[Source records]
################
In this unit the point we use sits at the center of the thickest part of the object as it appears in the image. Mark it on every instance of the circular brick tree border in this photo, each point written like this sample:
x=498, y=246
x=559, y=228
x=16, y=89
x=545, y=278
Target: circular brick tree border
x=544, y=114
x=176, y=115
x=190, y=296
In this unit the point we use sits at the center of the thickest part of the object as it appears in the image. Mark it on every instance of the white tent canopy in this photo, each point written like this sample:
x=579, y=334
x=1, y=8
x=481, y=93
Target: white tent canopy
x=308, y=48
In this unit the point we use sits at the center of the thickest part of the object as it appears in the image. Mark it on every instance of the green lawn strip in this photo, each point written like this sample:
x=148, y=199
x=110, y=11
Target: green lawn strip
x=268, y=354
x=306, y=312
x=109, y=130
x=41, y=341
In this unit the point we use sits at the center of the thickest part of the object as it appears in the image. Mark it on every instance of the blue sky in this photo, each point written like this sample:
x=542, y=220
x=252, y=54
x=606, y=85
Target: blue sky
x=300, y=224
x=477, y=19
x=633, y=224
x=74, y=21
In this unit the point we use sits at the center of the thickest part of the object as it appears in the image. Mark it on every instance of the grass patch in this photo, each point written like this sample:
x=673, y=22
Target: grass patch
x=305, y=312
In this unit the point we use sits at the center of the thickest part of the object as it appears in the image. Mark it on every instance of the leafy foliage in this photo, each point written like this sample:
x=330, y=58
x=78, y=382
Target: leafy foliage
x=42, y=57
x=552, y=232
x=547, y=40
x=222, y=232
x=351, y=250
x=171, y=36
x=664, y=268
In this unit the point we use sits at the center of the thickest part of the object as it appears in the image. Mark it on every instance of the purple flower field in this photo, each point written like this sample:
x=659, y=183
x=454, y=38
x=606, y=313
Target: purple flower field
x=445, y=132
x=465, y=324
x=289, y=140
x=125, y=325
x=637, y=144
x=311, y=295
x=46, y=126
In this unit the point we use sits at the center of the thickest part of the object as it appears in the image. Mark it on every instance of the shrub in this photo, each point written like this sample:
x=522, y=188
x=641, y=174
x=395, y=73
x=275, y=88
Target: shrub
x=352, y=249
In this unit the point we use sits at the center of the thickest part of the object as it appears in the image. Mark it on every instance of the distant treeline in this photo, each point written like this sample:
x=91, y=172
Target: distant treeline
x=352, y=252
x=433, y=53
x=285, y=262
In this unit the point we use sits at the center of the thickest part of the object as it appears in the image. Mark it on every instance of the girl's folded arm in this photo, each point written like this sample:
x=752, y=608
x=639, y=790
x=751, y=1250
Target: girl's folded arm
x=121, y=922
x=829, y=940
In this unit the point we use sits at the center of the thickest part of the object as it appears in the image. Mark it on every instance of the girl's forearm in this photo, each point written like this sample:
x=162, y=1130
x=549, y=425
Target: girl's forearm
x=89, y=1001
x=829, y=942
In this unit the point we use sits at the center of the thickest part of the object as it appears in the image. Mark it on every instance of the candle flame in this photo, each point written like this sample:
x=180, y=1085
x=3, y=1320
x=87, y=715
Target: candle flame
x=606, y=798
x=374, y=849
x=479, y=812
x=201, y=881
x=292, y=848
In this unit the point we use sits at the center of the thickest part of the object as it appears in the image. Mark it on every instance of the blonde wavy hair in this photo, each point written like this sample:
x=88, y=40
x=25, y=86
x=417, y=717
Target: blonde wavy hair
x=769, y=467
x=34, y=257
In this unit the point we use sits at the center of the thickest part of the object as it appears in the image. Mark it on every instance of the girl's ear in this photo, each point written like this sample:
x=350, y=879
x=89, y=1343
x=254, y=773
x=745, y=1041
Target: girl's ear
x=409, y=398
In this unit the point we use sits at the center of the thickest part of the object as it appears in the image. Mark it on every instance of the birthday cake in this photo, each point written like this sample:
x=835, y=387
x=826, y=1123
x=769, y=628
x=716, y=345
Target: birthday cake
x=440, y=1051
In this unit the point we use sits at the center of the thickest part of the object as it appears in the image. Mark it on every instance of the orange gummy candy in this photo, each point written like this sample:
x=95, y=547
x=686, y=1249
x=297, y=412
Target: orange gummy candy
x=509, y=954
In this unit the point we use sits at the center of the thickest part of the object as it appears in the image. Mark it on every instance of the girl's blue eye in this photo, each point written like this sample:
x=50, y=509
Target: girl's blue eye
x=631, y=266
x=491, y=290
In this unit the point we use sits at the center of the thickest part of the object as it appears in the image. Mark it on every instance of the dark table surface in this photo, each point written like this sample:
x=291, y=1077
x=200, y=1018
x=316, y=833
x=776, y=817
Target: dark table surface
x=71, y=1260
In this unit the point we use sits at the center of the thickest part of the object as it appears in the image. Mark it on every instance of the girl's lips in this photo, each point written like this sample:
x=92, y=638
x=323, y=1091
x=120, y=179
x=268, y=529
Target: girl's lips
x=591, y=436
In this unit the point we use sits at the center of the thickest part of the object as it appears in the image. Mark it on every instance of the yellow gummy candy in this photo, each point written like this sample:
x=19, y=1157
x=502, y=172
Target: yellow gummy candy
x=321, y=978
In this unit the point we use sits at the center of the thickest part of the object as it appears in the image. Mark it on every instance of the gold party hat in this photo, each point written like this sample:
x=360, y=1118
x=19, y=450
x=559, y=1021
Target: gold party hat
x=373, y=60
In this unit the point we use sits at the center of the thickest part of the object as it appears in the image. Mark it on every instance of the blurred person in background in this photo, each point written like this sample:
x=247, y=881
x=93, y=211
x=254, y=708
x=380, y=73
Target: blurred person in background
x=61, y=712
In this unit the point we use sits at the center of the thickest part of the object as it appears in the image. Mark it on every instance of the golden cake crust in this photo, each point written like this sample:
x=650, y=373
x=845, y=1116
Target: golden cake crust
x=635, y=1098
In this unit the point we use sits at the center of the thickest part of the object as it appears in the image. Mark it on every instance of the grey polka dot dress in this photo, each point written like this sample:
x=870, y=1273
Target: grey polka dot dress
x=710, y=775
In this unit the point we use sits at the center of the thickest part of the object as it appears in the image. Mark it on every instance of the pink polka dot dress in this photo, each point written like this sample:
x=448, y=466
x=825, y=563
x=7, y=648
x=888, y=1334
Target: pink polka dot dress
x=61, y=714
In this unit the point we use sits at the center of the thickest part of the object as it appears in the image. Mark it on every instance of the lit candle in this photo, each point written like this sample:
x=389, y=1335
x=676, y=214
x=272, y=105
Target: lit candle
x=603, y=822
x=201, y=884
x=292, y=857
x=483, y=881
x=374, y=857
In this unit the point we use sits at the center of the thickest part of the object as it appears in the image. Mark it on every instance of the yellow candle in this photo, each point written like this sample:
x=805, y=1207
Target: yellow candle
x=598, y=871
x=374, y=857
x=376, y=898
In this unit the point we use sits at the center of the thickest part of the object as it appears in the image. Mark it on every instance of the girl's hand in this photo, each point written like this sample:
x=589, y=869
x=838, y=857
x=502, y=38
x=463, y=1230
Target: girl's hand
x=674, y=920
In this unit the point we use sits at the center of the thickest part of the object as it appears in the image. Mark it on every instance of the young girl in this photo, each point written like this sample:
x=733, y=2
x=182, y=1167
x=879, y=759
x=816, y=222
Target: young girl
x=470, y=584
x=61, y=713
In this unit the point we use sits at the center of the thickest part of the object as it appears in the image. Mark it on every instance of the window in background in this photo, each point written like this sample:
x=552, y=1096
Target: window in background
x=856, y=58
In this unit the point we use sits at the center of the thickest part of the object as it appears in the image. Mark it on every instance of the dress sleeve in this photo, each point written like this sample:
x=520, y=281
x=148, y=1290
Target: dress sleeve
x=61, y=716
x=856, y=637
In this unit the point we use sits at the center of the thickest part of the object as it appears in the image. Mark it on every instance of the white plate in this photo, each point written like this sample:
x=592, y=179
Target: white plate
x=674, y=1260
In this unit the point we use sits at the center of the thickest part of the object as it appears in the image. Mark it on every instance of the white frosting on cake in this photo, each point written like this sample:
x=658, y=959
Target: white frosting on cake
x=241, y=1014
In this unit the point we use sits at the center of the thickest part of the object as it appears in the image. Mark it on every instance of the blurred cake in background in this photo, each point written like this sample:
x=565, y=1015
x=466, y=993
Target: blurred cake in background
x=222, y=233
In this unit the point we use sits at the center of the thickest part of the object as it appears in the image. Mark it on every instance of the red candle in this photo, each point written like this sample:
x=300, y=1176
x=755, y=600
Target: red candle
################
→ Directions
Beginning with the line that holds "of the window", please give again each line exactly until the records end, and include that final line.

→ Response area
In this unit the point we use sits at the center of the thickest part of the object as it appears in the image. Mark it on every instance of the window in background in this photo, each point written like this sample:
x=552, y=1096
Target: window in background
x=856, y=58
In this unit the point we use sits at the center of the thickest part of the object as it appears in the image. Mark it on every instance of the dress sleeve in this photo, each point written like this sample:
x=520, y=281
x=148, y=1290
Target: dress sleeve
x=61, y=716
x=856, y=637
In this unit the point we use sits at the center of the thickest part of the object as it appears in the image. Mark it on every instance of the white plate in this photo, each point written like this sample:
x=592, y=179
Target: white plate
x=674, y=1260
In this unit the point we use sits at the center of the thickest part of the object as it appears in the image. Mark it on every instance of the white frosting on cake in this photo, each point written like this sample:
x=658, y=959
Target: white frosting on cake
x=241, y=1014
In this unit the point we use sits at the center of the thickest part of the object as it appears in the image. Mark it on every instance of the blurred cake in background in this photo, each point written like this sample:
x=565, y=1015
x=466, y=993
Target: blurred cake in background
x=222, y=233
In this unit the point we use sits at the center of the thickest part of the object as it appears in the image. Mark it on every instance of the red candle in this photo, each point written like this sample:
x=300, y=1176
x=755, y=600
Target: red candle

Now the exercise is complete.